*** Opening of Extract ***

We first met Luciano Dos Santos, the manager of our Salvador production in 2005. We were inspired by the craft technique of local women in Bahia weaving recycled metal tabs together to make accessories and saw an opportunity to elevate the craft and support the community. Salvador is the area of highest unemployment in Brazil, especially amongst women of colour.
Having spent two years creating our collection from a community centre in the favelas of Itapuã, Salvador, we opened the doors to our own atelier in 2007. Since then we have expanded into a new space and further improved the working conditions for our employees. We employ over 20 mostly female artisans on a full time basis at the atelier where we also provide detailed skills training for our signature weaving and crochet techniques.
BOTTLETOP’s signature ‘Mistura’ (which means blend) braiding technique combines upcycled metal with Zero Deforestation leather in a unique, complex weave that is created by hand.
Our journey in Nepal began in 2016 when our Co-Founder Cameron Saul hiked to the base Camp of Mt Everest. He wanted to support a local organization with funds raised and discovered an inspirational organisation called ROKPA with a workshop supporting women working as artisans who had been rescued from the streets.
He quickly discovered that artisanal craftsmanship is an age-old practice in Nepal and Nepalese artisans are renowned for the detail and intricacy of their work. Upon further research we identified Maiti, an organization specialising in providing therapeutic care and support for women rescued from human trafficking and the potential to be able to develop a collection of designs made by women at Maiti.

*** Close of Extract ***

Work to complete
1. Using the BOTTLETOP passage, answer:
(a) In what year was the atelier opened?
(b) What does the word 'Mistura' mean?
(c) Which organization provides therapeutic care and support for women rescued from human trafficking?
2. Output the part of the BOTTLETOP passage starting at "Our journey in" and ending at "from the streets.", with no changes.

*** Opening of Provided material ***

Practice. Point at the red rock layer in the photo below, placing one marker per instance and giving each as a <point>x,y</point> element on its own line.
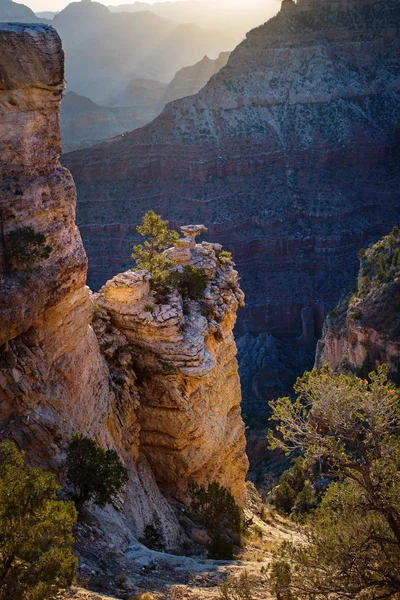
<point>291,153</point>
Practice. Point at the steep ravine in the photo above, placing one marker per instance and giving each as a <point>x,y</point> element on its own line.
<point>55,377</point>
<point>363,331</point>
<point>290,154</point>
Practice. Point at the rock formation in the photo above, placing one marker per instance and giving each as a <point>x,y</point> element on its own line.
<point>183,355</point>
<point>124,46</point>
<point>190,80</point>
<point>15,12</point>
<point>84,123</point>
<point>290,154</point>
<point>363,331</point>
<point>53,378</point>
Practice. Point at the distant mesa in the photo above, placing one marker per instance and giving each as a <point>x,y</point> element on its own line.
<point>13,12</point>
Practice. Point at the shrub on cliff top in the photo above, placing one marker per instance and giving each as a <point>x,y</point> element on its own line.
<point>35,531</point>
<point>149,256</point>
<point>94,472</point>
<point>190,283</point>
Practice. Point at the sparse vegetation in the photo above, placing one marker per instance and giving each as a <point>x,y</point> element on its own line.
<point>214,506</point>
<point>149,256</point>
<point>36,560</point>
<point>237,588</point>
<point>95,473</point>
<point>220,548</point>
<point>294,493</point>
<point>190,283</point>
<point>352,425</point>
<point>152,538</point>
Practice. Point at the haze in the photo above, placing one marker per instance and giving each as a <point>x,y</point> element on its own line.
<point>55,5</point>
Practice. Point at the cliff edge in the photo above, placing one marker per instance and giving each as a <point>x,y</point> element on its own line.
<point>55,378</point>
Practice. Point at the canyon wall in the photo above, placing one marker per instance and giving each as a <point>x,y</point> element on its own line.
<point>363,331</point>
<point>290,154</point>
<point>54,379</point>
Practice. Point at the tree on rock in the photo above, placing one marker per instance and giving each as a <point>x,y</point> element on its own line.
<point>95,473</point>
<point>35,531</point>
<point>352,426</point>
<point>149,256</point>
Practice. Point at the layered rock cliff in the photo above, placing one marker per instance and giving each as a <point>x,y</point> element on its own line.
<point>290,153</point>
<point>84,123</point>
<point>54,379</point>
<point>184,357</point>
<point>363,331</point>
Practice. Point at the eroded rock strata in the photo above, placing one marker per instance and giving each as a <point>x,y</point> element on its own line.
<point>363,331</point>
<point>184,357</point>
<point>54,379</point>
<point>290,154</point>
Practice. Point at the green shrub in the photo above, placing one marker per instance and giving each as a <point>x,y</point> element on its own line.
<point>24,246</point>
<point>152,538</point>
<point>35,531</point>
<point>96,473</point>
<point>190,283</point>
<point>280,579</point>
<point>220,548</point>
<point>215,506</point>
<point>284,498</point>
<point>237,588</point>
<point>356,314</point>
<point>149,256</point>
<point>353,538</point>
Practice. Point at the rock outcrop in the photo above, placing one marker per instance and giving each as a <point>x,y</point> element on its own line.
<point>363,331</point>
<point>290,154</point>
<point>184,356</point>
<point>54,379</point>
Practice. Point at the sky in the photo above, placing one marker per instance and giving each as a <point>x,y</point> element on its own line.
<point>55,5</point>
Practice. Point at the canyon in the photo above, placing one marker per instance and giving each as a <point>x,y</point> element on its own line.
<point>157,386</point>
<point>85,123</point>
<point>290,154</point>
<point>363,331</point>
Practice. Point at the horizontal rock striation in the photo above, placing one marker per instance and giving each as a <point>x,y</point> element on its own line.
<point>55,379</point>
<point>190,80</point>
<point>363,331</point>
<point>84,123</point>
<point>184,357</point>
<point>290,154</point>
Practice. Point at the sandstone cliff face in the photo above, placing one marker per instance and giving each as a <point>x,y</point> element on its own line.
<point>184,357</point>
<point>53,378</point>
<point>290,154</point>
<point>364,330</point>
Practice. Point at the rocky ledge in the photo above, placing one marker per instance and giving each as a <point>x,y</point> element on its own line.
<point>363,331</point>
<point>183,355</point>
<point>54,379</point>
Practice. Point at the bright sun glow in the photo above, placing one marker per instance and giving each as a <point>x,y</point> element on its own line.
<point>56,5</point>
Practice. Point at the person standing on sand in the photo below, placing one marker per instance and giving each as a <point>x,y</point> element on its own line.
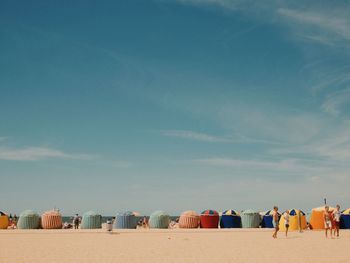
<point>286,221</point>
<point>327,217</point>
<point>76,221</point>
<point>336,218</point>
<point>275,220</point>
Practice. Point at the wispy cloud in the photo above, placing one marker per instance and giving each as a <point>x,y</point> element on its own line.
<point>320,25</point>
<point>38,153</point>
<point>197,136</point>
<point>333,149</point>
<point>194,136</point>
<point>335,102</point>
<point>289,165</point>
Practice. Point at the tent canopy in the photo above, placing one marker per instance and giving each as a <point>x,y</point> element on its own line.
<point>230,213</point>
<point>210,212</point>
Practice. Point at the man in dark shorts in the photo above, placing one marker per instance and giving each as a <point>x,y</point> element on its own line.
<point>275,219</point>
<point>336,219</point>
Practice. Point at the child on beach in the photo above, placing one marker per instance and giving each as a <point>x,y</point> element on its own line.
<point>327,217</point>
<point>76,221</point>
<point>286,221</point>
<point>275,220</point>
<point>336,218</point>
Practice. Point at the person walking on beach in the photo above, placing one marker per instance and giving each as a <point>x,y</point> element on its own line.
<point>336,218</point>
<point>76,221</point>
<point>327,217</point>
<point>275,220</point>
<point>286,221</point>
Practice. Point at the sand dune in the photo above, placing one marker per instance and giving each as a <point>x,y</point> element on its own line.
<point>178,245</point>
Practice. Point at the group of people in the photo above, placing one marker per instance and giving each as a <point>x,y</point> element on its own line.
<point>331,221</point>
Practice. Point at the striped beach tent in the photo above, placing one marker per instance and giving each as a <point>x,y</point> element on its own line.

*** Close of Provided material ***

Task responses
1.
(a) 2007
(b) Blend
(c) Maiti

2.
Our journey in Nepal began in 2016 when our Co-Founder Cameron Saul hiked to the base Camp of Mt Everest. He wanted to support a local organization with funds raised and discovered an inspirational organisation called ROKPA with a workshop supporting women working as artisans who had been rescued from the streets.